Dataset entries
★ ★ ★ ★
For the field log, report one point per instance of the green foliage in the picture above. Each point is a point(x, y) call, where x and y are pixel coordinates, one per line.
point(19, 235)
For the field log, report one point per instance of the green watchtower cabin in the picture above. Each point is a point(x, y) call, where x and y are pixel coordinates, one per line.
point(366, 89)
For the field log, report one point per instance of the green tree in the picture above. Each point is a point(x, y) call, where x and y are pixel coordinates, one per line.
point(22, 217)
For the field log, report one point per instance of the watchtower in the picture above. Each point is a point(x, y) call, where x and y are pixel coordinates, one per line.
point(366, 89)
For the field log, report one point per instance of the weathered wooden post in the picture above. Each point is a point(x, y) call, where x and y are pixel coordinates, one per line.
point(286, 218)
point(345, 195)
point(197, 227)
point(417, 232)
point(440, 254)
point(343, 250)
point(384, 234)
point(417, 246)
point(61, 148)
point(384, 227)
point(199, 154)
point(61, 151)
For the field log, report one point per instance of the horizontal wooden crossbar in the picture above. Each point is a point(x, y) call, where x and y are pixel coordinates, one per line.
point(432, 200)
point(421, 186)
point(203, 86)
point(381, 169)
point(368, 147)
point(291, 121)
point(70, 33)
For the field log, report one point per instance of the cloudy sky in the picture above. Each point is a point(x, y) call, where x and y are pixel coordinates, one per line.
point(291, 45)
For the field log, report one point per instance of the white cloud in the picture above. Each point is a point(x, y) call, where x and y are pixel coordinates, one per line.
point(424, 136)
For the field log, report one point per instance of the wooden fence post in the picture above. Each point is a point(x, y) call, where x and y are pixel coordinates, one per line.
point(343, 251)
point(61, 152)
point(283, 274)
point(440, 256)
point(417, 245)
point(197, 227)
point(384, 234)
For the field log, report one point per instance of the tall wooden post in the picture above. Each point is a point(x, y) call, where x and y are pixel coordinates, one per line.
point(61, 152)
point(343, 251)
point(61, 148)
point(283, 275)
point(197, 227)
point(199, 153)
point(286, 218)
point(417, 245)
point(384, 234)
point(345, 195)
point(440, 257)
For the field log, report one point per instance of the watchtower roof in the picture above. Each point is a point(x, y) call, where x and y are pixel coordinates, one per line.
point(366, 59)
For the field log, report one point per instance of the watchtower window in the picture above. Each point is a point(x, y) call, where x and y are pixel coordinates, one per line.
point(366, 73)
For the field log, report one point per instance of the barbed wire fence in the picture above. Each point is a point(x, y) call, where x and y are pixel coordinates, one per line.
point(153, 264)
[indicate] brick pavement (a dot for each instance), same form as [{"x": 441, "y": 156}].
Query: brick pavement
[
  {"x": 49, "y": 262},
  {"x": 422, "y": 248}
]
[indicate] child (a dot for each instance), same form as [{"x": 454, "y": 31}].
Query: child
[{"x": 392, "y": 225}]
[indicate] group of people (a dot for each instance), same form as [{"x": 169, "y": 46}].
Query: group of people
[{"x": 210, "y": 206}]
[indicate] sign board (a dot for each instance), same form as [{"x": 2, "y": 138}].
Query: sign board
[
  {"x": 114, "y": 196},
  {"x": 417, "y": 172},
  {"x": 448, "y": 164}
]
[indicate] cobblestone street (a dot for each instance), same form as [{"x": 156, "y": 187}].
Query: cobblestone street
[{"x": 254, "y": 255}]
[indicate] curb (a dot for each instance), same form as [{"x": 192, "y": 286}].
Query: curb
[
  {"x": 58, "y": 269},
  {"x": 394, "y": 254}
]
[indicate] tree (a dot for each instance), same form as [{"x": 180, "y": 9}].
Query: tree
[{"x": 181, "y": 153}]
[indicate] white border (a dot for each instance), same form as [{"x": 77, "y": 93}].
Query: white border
★ ★ ★ ★
(EXERCISE REQUIREMENTS)
From the line with "Query: cobblestone street" to the final line of the entries above, return every line exactly as written.

(REPLY TO THE TASK)
Query: cobblestone street
[{"x": 254, "y": 255}]
[indicate] curb (a dot for each instance), same form as [{"x": 192, "y": 286}].
Query: curb
[
  {"x": 58, "y": 269},
  {"x": 394, "y": 254}
]
[indicate] tree (a dot for each instance), same form as [{"x": 180, "y": 9}].
Query: tree
[{"x": 181, "y": 153}]
[indicate] white border (a dot for each instance), same form as [{"x": 77, "y": 93}].
Query: white border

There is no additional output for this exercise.